EXTRACTED INFORMATION Start Marker

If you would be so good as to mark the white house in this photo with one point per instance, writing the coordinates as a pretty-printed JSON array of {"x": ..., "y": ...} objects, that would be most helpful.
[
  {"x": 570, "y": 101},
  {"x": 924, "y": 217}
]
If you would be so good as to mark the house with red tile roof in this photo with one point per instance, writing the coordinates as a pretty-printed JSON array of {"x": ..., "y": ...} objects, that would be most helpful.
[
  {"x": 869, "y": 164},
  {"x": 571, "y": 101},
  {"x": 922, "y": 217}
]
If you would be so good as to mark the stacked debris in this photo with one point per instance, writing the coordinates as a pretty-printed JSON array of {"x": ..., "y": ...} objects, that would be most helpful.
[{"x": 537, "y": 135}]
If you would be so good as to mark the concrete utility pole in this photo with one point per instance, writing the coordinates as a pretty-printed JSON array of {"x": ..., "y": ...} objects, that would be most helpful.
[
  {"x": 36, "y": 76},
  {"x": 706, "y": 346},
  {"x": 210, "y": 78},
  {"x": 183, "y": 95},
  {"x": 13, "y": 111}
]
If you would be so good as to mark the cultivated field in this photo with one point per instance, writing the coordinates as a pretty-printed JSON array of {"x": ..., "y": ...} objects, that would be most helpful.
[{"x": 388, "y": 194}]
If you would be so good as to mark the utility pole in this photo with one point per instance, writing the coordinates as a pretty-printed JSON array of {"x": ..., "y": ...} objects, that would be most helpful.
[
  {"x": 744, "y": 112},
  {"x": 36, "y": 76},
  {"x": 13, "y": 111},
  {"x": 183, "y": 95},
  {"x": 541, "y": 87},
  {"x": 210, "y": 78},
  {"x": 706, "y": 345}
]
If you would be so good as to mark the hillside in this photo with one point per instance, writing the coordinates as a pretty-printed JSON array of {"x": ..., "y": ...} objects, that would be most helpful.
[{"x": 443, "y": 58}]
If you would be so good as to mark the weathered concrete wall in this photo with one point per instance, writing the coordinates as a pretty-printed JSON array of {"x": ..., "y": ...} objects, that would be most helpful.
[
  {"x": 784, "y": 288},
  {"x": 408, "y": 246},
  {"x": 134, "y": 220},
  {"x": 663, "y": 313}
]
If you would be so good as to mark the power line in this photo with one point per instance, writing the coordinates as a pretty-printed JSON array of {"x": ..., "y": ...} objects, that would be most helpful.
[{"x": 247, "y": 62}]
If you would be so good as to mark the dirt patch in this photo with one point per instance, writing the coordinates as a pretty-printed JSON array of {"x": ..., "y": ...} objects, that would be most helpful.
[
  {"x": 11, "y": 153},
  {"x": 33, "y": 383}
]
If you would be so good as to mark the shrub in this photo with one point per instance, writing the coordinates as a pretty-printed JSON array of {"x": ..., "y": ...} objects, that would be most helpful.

EXTRACTED INFORMATION End Marker

WORK INSTRUCTION> Repeat the data exactly as it was given above.

RESPONSE BOX>
If you would be so good as to mark the white house in this photo with one point per instance, writing the coordinates as a pretty-printed JSON array of {"x": ..., "y": ...} objects, that would be most helpful.
[
  {"x": 570, "y": 101},
  {"x": 924, "y": 217}
]
If you would be so good as to mark the house with red tile roof in this photo with one point per instance, writing the coordinates as a pretty-printed JSON array of {"x": ..., "y": ...} objects, that would be most helpful.
[
  {"x": 869, "y": 164},
  {"x": 571, "y": 101},
  {"x": 922, "y": 217}
]
If you would be so good as to mark the stacked debris in this photo with one point per instance, writing the coordinates as a pretty-printed JSON array of {"x": ..., "y": ...} objects, that would be most helpful.
[{"x": 537, "y": 135}]
If you would be so good as to mark the concrete utility pole in this photo with one point per instance, writing the coordinates as a pretty-printed JSON array of {"x": ..., "y": ...} objects, that would be most helpful.
[
  {"x": 36, "y": 76},
  {"x": 706, "y": 346},
  {"x": 210, "y": 78},
  {"x": 183, "y": 95},
  {"x": 13, "y": 111}
]
If you would be so good as to mark the cultivated field in this photo with one point per instance, writing the coordinates as a pretty-printed JSON array of {"x": ..., "y": ...} objects, that would be most helpful.
[{"x": 388, "y": 194}]
If you would be so good as to mark the utility pole in this photo with one point per instance, writing the coordinates as a pretty-printed JSON array of {"x": ..., "y": ...} objects, that would be most helpful.
[
  {"x": 744, "y": 112},
  {"x": 36, "y": 76},
  {"x": 13, "y": 111},
  {"x": 183, "y": 95},
  {"x": 541, "y": 87},
  {"x": 210, "y": 78},
  {"x": 706, "y": 345}
]
If you would be so good as to mark the hillside in this photo with one point per instance, writing the coordinates as a pretty-printed JSON array of {"x": ..., "y": ...} objects, that would be most helpful.
[{"x": 443, "y": 58}]
If you would be so good as to mark the weathered concrete wall in this photo with one point per instance, writing the coordinates as a pretty-printed JSON array of {"x": ..., "y": ...} objects, that would be most helpful.
[
  {"x": 784, "y": 288},
  {"x": 408, "y": 246},
  {"x": 134, "y": 220},
  {"x": 663, "y": 313}
]
If you would be so good as to mark the power line in this photo with one point per instance, writing the coordinates as a pretty-printed JSON array of {"x": ..., "y": ...} objects, that would be most helpful.
[{"x": 247, "y": 62}]
If you would be so good as to mark the dirt patch in this photo with one point per instance, writing the coordinates as a pretty-printed JSON array of {"x": ..., "y": ...} objects, that would be most helpful.
[
  {"x": 11, "y": 153},
  {"x": 33, "y": 383}
]
If you would be so good as to mark the shrub in this photo with one point per instance, writing the coordinates as a pretty-printed JSON array of {"x": ..., "y": ...} objects, that would be most helpful.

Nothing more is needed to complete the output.